**Document excerpt:**
----
Piece-wise polynomial invariants

Solving the benchmark on parameteric anomaly in industrial time-series

This section presents the results obtained when using the pwpol modules which identifies piece-wise polynomial invariant to solve the benchmark problem associated to the KAGGLE dataset that is dedicated to serve as benchmark for parameteric anomaly detection.

A full description of this section is also provided in the detailed paper:

M. Alamir, A benchmark for context-dependent parametric anomaly detection in industrial time series. hal-05533907v1

Screenshot of the pwpBench python module serving in producing the Kaggle benchmark

1 Parametric anomalies in industrial equipments

By parameteric anomalies, it is meant that the anomaly affects a relationship of the form:

\[ F(x,y,p)=0 \quad \text{-- (anomaly) --->}\qquad F(x,y,p+\delta_p)=0 \tag{1}\]

which is a quite frequent (if not the main) form of faults encountered in industrial equipment. The parametric change might be associated to change in the friction coefficients, the braking efficiency coefficient induced by the deterioration of the quality of the surfaces, the coefficient linking the pressure gradient to the flow rate in a valves that is affected by some impurity or changes in the cross section, and the examples are unlimited.

2 The dataset

The KAGGLE dataset is built using the freely available python module pwpBench which enables to generate an infinite number of problems.

2.1 Industrial specificities

The KAGGLE dataset is built so that it meets the following specificity of inustrial time series.

Industrial time series obey some underlying (although possibly unknown) generally sparse relationships. These relationships represent physical laws¹.
These relationships might be context-dependent. Moreover, the information regarding the context is commonly absent in the learning data which prevent building context classifiers.
Many of equipment’s anomalies materialize through changes in the parameters that are involved in the governing parsimonious relationships invoked in the first item above.
The representation of the different contexts in the training data is not balanced.
----
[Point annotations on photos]

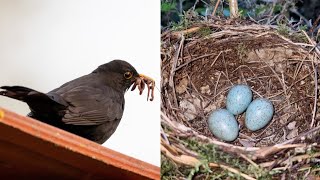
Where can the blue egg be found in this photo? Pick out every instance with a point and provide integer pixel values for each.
(223, 125)
(259, 114)
(238, 99)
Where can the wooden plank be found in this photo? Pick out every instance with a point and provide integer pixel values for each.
(29, 148)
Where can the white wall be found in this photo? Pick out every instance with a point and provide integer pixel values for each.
(45, 43)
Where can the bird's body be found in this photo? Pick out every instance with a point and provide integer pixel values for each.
(90, 106)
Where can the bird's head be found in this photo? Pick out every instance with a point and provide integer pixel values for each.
(123, 75)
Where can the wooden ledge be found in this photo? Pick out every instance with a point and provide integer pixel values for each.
(29, 148)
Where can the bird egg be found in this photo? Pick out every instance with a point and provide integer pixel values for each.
(223, 125)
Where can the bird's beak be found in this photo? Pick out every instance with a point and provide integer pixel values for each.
(143, 80)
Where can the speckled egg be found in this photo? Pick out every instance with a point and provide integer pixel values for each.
(258, 114)
(238, 99)
(223, 125)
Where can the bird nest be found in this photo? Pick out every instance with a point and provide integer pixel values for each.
(199, 66)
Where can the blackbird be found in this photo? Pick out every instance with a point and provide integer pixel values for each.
(90, 106)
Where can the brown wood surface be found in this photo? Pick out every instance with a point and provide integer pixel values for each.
(30, 149)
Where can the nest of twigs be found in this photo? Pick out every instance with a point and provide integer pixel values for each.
(201, 63)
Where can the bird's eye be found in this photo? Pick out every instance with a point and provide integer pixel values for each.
(127, 75)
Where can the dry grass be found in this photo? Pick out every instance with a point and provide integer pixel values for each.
(199, 68)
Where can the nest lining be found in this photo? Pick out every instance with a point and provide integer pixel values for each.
(198, 71)
(272, 66)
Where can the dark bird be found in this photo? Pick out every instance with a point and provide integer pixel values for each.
(90, 106)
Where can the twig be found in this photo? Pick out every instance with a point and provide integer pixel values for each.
(233, 170)
(315, 94)
(174, 64)
(194, 59)
(216, 7)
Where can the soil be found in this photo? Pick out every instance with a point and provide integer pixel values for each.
(274, 67)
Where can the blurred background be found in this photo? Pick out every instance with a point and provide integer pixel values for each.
(44, 44)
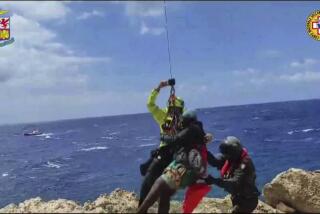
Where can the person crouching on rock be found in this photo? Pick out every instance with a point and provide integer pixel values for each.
(237, 175)
(185, 169)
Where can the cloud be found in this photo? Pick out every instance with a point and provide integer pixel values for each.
(37, 10)
(270, 53)
(307, 76)
(41, 78)
(305, 63)
(246, 72)
(151, 30)
(86, 15)
(140, 13)
(143, 9)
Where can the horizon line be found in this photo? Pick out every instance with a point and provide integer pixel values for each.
(129, 114)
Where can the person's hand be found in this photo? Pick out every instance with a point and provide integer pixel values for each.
(211, 180)
(208, 138)
(162, 84)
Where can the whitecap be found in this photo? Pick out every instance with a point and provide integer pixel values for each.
(108, 137)
(94, 148)
(45, 135)
(291, 132)
(52, 165)
(114, 133)
(146, 145)
(145, 138)
(307, 130)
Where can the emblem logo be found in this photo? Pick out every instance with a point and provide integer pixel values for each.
(5, 38)
(313, 25)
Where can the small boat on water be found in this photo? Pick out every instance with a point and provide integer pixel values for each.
(33, 133)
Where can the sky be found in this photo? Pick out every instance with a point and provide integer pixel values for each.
(88, 59)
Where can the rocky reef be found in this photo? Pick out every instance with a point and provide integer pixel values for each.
(292, 191)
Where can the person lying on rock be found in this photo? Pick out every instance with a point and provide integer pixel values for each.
(237, 175)
(188, 165)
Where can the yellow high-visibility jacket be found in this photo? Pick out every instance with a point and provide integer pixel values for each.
(158, 114)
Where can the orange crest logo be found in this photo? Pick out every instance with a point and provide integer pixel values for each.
(5, 29)
(313, 25)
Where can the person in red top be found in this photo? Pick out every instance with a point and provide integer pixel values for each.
(237, 175)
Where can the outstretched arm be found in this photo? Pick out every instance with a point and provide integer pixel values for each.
(157, 113)
(215, 161)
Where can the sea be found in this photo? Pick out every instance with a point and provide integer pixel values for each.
(80, 159)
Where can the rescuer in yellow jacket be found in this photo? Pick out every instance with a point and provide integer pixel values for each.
(161, 157)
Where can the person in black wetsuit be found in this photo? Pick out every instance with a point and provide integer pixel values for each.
(237, 175)
(186, 167)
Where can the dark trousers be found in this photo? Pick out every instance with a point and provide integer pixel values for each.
(154, 171)
(243, 204)
(160, 190)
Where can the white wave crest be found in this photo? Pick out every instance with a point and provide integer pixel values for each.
(114, 133)
(52, 165)
(146, 145)
(108, 137)
(94, 148)
(45, 135)
(303, 130)
(307, 130)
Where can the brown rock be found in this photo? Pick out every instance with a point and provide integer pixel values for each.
(295, 188)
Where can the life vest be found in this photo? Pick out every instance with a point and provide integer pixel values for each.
(227, 169)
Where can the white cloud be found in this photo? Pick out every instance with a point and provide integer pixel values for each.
(41, 78)
(151, 30)
(270, 53)
(140, 13)
(86, 15)
(38, 10)
(306, 63)
(143, 9)
(248, 71)
(307, 76)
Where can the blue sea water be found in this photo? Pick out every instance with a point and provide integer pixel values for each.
(81, 159)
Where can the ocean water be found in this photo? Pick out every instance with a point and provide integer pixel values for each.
(81, 159)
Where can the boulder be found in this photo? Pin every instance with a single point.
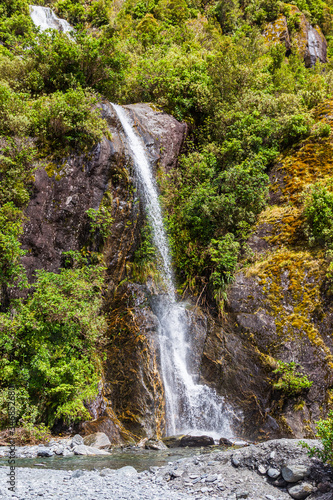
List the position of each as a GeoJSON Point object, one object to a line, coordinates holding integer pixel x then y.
{"type": "Point", "coordinates": [88, 450]}
{"type": "Point", "coordinates": [77, 440]}
{"type": "Point", "coordinates": [45, 452]}
{"type": "Point", "coordinates": [273, 473]}
{"type": "Point", "coordinates": [67, 453]}
{"type": "Point", "coordinates": [225, 442]}
{"type": "Point", "coordinates": [97, 440]}
{"type": "Point", "coordinates": [155, 444]}
{"type": "Point", "coordinates": [294, 473]}
{"type": "Point", "coordinates": [198, 441]}
{"type": "Point", "coordinates": [173, 441]}
{"type": "Point", "coordinates": [128, 471]}
{"type": "Point", "coordinates": [301, 491]}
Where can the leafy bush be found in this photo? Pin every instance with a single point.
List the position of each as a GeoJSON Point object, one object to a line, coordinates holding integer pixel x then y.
{"type": "Point", "coordinates": [325, 435]}
{"type": "Point", "coordinates": [17, 164]}
{"type": "Point", "coordinates": [318, 212]}
{"type": "Point", "coordinates": [52, 345]}
{"type": "Point", "coordinates": [12, 273]}
{"type": "Point", "coordinates": [224, 256]}
{"type": "Point", "coordinates": [100, 220]}
{"type": "Point", "coordinates": [68, 119]}
{"type": "Point", "coordinates": [290, 381]}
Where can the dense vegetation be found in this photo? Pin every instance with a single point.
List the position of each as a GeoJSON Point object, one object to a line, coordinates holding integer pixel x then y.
{"type": "Point", "coordinates": [207, 63]}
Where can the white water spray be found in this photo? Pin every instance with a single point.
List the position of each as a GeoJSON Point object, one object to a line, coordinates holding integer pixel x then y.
{"type": "Point", "coordinates": [190, 407]}
{"type": "Point", "coordinates": [44, 18]}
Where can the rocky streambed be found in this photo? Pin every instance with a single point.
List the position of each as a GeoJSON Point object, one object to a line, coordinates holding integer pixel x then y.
{"type": "Point", "coordinates": [274, 470]}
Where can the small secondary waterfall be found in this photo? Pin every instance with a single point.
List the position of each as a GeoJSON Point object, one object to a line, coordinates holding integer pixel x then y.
{"type": "Point", "coordinates": [44, 18]}
{"type": "Point", "coordinates": [190, 407]}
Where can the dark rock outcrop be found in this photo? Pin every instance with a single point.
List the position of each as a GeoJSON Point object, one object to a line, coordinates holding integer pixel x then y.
{"type": "Point", "coordinates": [279, 308]}
{"type": "Point", "coordinates": [131, 391]}
{"type": "Point", "coordinates": [308, 40]}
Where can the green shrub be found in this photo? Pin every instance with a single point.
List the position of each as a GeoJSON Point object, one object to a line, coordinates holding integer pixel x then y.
{"type": "Point", "coordinates": [325, 435]}
{"type": "Point", "coordinates": [51, 345]}
{"type": "Point", "coordinates": [68, 119]}
{"type": "Point", "coordinates": [318, 213]}
{"type": "Point", "coordinates": [290, 381]}
{"type": "Point", "coordinates": [17, 163]}
{"type": "Point", "coordinates": [12, 273]}
{"type": "Point", "coordinates": [100, 220]}
{"type": "Point", "coordinates": [224, 256]}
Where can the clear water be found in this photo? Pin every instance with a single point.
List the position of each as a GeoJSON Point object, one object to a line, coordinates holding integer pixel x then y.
{"type": "Point", "coordinates": [44, 18]}
{"type": "Point", "coordinates": [140, 459]}
{"type": "Point", "coordinates": [191, 408]}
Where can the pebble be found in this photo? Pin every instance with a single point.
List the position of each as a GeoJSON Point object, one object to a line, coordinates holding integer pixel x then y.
{"type": "Point", "coordinates": [300, 491]}
{"type": "Point", "coordinates": [273, 473]}
{"type": "Point", "coordinates": [294, 473]}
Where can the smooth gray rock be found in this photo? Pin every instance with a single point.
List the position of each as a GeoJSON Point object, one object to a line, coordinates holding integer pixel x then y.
{"type": "Point", "coordinates": [106, 472]}
{"type": "Point", "coordinates": [294, 473]}
{"type": "Point", "coordinates": [196, 441]}
{"type": "Point", "coordinates": [242, 494]}
{"type": "Point", "coordinates": [77, 440]}
{"type": "Point", "coordinates": [88, 450]}
{"type": "Point", "coordinates": [155, 444]}
{"type": "Point", "coordinates": [45, 452]}
{"type": "Point", "coordinates": [77, 473]}
{"type": "Point", "coordinates": [225, 442]}
{"type": "Point", "coordinates": [128, 470]}
{"type": "Point", "coordinates": [301, 491]}
{"type": "Point", "coordinates": [67, 453]}
{"type": "Point", "coordinates": [262, 470]}
{"type": "Point", "coordinates": [97, 440]}
{"type": "Point", "coordinates": [273, 473]}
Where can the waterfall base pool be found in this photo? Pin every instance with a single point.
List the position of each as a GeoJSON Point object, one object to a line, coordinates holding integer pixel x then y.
{"type": "Point", "coordinates": [140, 459]}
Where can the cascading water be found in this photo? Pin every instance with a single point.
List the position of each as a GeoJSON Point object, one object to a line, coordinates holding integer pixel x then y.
{"type": "Point", "coordinates": [190, 407]}
{"type": "Point", "coordinates": [44, 18]}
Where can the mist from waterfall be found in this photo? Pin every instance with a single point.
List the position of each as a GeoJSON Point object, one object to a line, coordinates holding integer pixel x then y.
{"type": "Point", "coordinates": [44, 18]}
{"type": "Point", "coordinates": [190, 407]}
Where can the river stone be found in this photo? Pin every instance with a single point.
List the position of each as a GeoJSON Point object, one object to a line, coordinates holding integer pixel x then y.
{"type": "Point", "coordinates": [155, 444]}
{"type": "Point", "coordinates": [106, 472]}
{"type": "Point", "coordinates": [225, 442]}
{"type": "Point", "coordinates": [301, 491]}
{"type": "Point", "coordinates": [198, 441]}
{"type": "Point", "coordinates": [173, 441]}
{"type": "Point", "coordinates": [77, 440]}
{"type": "Point", "coordinates": [97, 440]}
{"type": "Point", "coordinates": [273, 473]}
{"type": "Point", "coordinates": [44, 452]}
{"type": "Point", "coordinates": [242, 494]}
{"type": "Point", "coordinates": [67, 453]}
{"type": "Point", "coordinates": [262, 469]}
{"type": "Point", "coordinates": [88, 450]}
{"type": "Point", "coordinates": [128, 471]}
{"type": "Point", "coordinates": [294, 473]}
{"type": "Point", "coordinates": [77, 473]}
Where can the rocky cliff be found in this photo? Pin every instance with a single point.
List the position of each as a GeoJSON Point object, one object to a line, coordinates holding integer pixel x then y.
{"type": "Point", "coordinates": [57, 222]}
{"type": "Point", "coordinates": [294, 31]}
{"type": "Point", "coordinates": [280, 306]}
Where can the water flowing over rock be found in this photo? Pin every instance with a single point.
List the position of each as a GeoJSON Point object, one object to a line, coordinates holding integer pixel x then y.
{"type": "Point", "coordinates": [190, 407]}
{"type": "Point", "coordinates": [44, 18]}
{"type": "Point", "coordinates": [308, 40]}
----
**Task instructions:**
• 1. Please list the parameter changes that the page on parametric anomaly detection gives as examples of industrial faults.
• 2. Extend the page on parametric anomaly detection, starting after its last sentence.
The material has no role here.

**Results for the exercise:**
• 1.
- Changes in the friction coefficients
- Changes in the braking efficiency coefficient, caused by deterioration in the quality of the surfaces
- Changes in the coefficient linking the pressure gradient to the flow rate in a valve, caused by impurities or changes in the cross section

• 2.
30 different problems in the Kaggle dataset

The dataset contains 30 instances of the anomaly detection problem in each of which, several contexts exists with unbalanced presence in the dataset. The default is introduced in a single context in the second half of each dataset.

2.2 Description of a typical problem’s dataframe

The Figure below show an examples of the dataframe that is associated to a one of the 30 instances contained in the Kaggle benchmark.

Figure 1: Example of a dataframe representing the data of one of the 30 instances of problem included in the Kaggle dataset.

The columns are:

xi represents the features (sensors values) whose number range from 2 to 12 (see Figure 2)
idz is the context index
ytrue and y are the default-free and the detuned value of \(y\). This difference is induced by a change in the piece-wise (idz-dependent) polynomial serving to compute the label’s values.
res is a redundant column representing the norm of the difference between yand ytrue.

Figure 2: Statistics regarding the number of sensors (features) and the number of context among the set of 30 problem instances contained in the dataset.

The following Figure shows that kind of differences that one obtains between y and ytrue which are induced by the parametric detuning of the original relaionships.

Example of an anomaly introduced in context idz=2 in the second half of the dataset.

Example of an anomaly introduced in context idz=3 in the second half of the dataset.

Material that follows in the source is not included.